** WHAT TO PRODUCE **
Exact transcription of the records is required.

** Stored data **

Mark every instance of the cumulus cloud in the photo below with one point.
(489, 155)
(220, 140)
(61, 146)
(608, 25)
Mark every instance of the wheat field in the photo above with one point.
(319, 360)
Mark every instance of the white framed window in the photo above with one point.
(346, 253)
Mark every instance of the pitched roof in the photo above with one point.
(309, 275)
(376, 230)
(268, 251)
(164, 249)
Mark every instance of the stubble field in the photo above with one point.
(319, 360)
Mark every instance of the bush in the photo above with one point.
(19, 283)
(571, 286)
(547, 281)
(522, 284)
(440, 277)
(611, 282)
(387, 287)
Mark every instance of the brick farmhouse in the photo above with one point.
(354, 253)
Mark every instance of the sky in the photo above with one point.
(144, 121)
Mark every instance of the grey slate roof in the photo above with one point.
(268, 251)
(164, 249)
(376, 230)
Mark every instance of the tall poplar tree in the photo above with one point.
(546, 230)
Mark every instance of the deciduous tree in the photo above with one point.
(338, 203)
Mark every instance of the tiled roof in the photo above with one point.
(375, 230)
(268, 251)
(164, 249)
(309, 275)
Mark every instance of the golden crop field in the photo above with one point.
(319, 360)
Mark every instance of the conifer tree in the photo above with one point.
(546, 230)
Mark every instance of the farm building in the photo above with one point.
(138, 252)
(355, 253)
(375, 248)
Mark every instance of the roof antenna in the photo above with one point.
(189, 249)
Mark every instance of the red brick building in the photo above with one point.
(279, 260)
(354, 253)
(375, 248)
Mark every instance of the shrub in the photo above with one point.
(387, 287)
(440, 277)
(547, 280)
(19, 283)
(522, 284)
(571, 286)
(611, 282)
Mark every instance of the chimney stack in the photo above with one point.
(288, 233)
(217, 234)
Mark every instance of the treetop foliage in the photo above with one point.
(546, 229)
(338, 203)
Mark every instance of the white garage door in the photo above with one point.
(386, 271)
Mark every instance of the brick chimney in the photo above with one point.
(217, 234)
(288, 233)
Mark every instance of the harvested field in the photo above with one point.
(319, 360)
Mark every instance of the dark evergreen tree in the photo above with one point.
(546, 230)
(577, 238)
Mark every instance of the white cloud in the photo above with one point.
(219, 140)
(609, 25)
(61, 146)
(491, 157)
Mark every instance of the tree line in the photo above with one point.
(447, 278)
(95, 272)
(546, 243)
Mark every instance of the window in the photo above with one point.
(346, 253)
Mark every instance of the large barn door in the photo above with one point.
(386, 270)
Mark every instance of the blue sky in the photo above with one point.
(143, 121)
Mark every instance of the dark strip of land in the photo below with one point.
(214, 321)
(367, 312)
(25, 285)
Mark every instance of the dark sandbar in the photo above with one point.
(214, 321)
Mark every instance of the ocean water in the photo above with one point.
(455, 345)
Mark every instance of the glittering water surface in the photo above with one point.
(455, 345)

** THE ANSWER **
Mark every instance of the cumulus cloud in the photo below with one point.
(489, 155)
(220, 140)
(61, 146)
(608, 25)
Mark every instance of the wheat field in the photo above with one point.
(319, 360)
Mark every instance of the white framed window in the photo above with one point.
(346, 253)
Mark every instance of the pitched roof in the photo above with one point.
(309, 275)
(376, 230)
(268, 251)
(164, 249)
Mark every instance of the stubble field in the photo above with one point.
(319, 360)
Mark every instance of the bush in the photo above with one point.
(19, 283)
(571, 286)
(547, 281)
(522, 284)
(440, 277)
(611, 282)
(387, 287)
Mark every instance of the brick farmhouse in the photo above with one point.
(354, 253)
Mark every instance of the sky in the photo above with one point.
(144, 121)
Mark every instance of the grey slate roof in the photo above with one point.
(268, 251)
(164, 249)
(376, 230)
Mark every instance of the tall poplar tree in the photo above with one point.
(546, 230)
Mark every instance of the deciduous tree in the photo above with one point.
(338, 203)
Mark every instance of the tiled roof in the photo above with one point.
(375, 230)
(268, 251)
(164, 249)
(309, 275)
Mark every instance of the golden crop field in the photo above with one point.
(319, 360)
Mark every instance of the conifer tree in the photo above with one point.
(546, 230)
Mark every instance of the farm building in the photo above with one point.
(138, 252)
(355, 253)
(375, 248)
Mark every instance of the roof antenna in the photo above with one point.
(189, 249)
Mark every instance of the red brick building in the photo above with one point.
(279, 260)
(354, 253)
(375, 248)
Mark every instance of the shrub in the photo above with one point.
(387, 287)
(440, 277)
(547, 280)
(19, 283)
(522, 284)
(571, 286)
(611, 282)
Mark every instance of the chimney stack in the photo above with one point.
(288, 233)
(217, 234)
Mark every instance of the treetop foliage in the photo above with one point.
(546, 229)
(338, 203)
Mark every instance of the white garage door in the photo above with one point.
(386, 271)
Mark every instance of the brick chimney in the photo above with one point.
(217, 234)
(288, 233)
Mark every instance of the harvested field in the photo above with one point.
(319, 360)
Mark every instance of the dark evergreen tree in the photo above with one point.
(546, 230)
(577, 238)
Mark every instance of the white cloud in the photo above with one point.
(219, 140)
(609, 25)
(61, 146)
(491, 157)
Mark every instance of the tree line in the photo above with one point.
(447, 278)
(95, 272)
(546, 243)
Mark every instance of the window in the photo above with one point.
(346, 253)
Mark every instance of the large barn door in the photo above with one point.
(386, 270)
Mark every instance of the blue sky in the photo above with one point.
(143, 121)
Mark every instance of the dark strip of land in the photo below with one point.
(214, 321)
(367, 312)
(25, 285)
Mark every instance of the dark sandbar in the photo above with one point.
(214, 321)
Mark every instance of the ocean water in the photo above with one point.
(455, 345)
Mark every instance of the glittering water surface in the photo above with one point.
(455, 345)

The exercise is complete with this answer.